◆ Stated exercise A ◆
Answer these questions using the Lantern Festival text:
(i) On what day does Lantern Festival take place?
(ii) Where is the Taipei Lantern Festival held each year?
(iii) What name do the Tainan Yanshui Fireworks Display and Taipei Pinghsi Sky Lanterns share?
◆ Stated exercise B ◆
Go on with the Lantern Festival text, picking up after its final sentence.

-- begin Extracted text --

February 13, 2006

Lantern Festival in Taipei

Thanks for Sharon (TPLC) for sharing with this informative article about Lantern Festival happening in Taipei. We'll go and visit some lantern shows tomorrow, I will post some photos later.
Lantern Festival, also known as Shang Yuan Festival, takes place on the fifteenth day of the first moon. Last in a series of springtime celebrations, this "second New Year" is widely celebrated by families all around Taiwan. On the night of the festival, decorative lanterns depicting birds, beasts, historical figures, and any one of a number of different themes are carried by children or adorn temples. To highlight these glowing works of art, competitions are held .

The Taipei Lantern Festival, held annually at Chiang Kai-shek Memorial Hall Plaza and the largest and most famous of these competitions, is attended every year by thousands of lantern-watchers. The Lantern Festival is further enriched by the customary lantern riddle parties that are held on this night. The night sky on Lantern Festival is also illuminated by the Tainan Yanshui Fireworks Display and Taipei Pinghsi Sky Lanterns - known together as "Fireworks in the South, Sky Lanterns in the North," as well as many other regional folk activities.

-- end Extracted text --
-- begin Material --

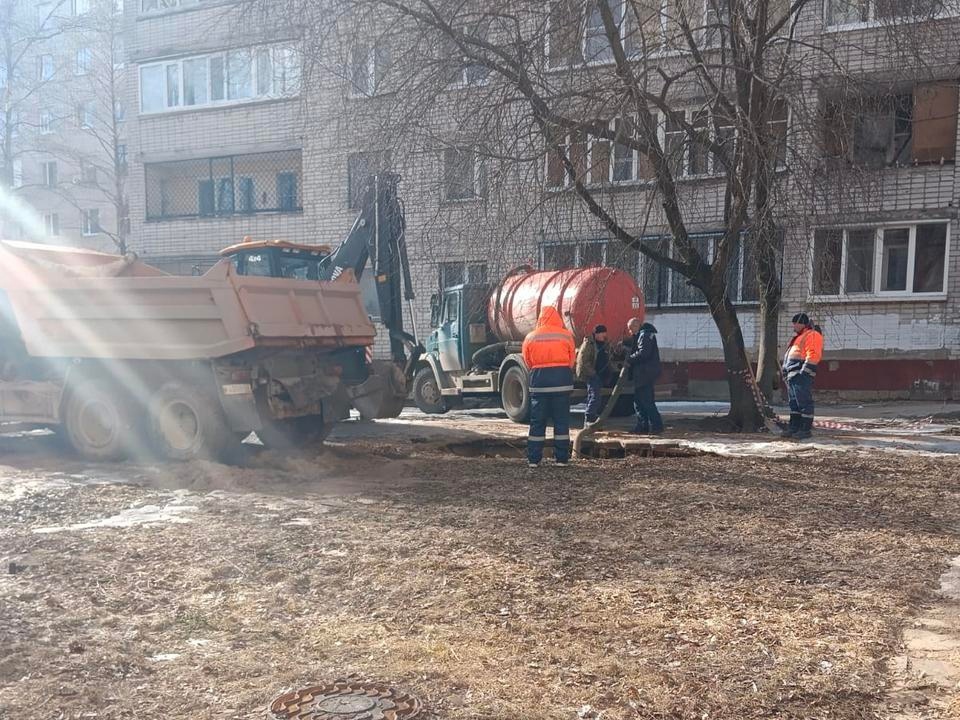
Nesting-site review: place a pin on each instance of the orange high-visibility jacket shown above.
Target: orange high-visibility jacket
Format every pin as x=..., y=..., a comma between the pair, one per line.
x=803, y=354
x=550, y=353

-- end Material --

◆ Expected output A ◆
(i) The fifteenth day of the first moon.
(ii) Chiang Kai-shek Memorial Hall Plaza.
(iii) "Fireworks in the South, Sky Lanterns in the North."

◆ Expected output B ◆
In addition to displaying and appreciating lanterns, Lantern Festival is also celebrated by eating tang yuan, an important custom symbolizing family unity and indispensable to the day's festivities. The varied festivities and customs practiced on Lantern Festival not only provide celebrants with rich entertainment, like the historical-theme lantern displays and riddles, but are also instructive, by their expression of ancient wisdom. The variety of splendid lantern features different folk art techniques, impressing these arts deep in the hearts and minds of the people.

Shang Yuan is the birthday of the God of Heaven. Beginning in the T'ang dynasty, the fifteenth day of the first, seventh, and tenth lunar months were known as Shang Yuan, Chung Yuan, and Hsia Yuan respectively. Rites are offered to the God of Heaven on Shang Yuan, to the Earth God on Chung Yuan, and to the Water God on Hsia Yuan. Local temples all hold celebratory festivals on these dates to worship each of the three gods. Though decorative lanterns have traditionally been made from bamboo, electric counterparts have become more popular in recent years. Countless different designs are used for the lanterns, but most can be generally divided into iconic lanterns and depictive lanterns. Iconic lanterns are modeled after animals, dragons, flowers, people, machines, and any number of other objects; depictive animate lanterns on the other hand depict scenes from popular stories such as the Legend of the White Snake, The Cowherd and the Weaving Maiden, and The Romance of Three Kingdoms. These stories are all didactic in nature, teaching filial piety and other traditional values in a colorful and entertaining manner.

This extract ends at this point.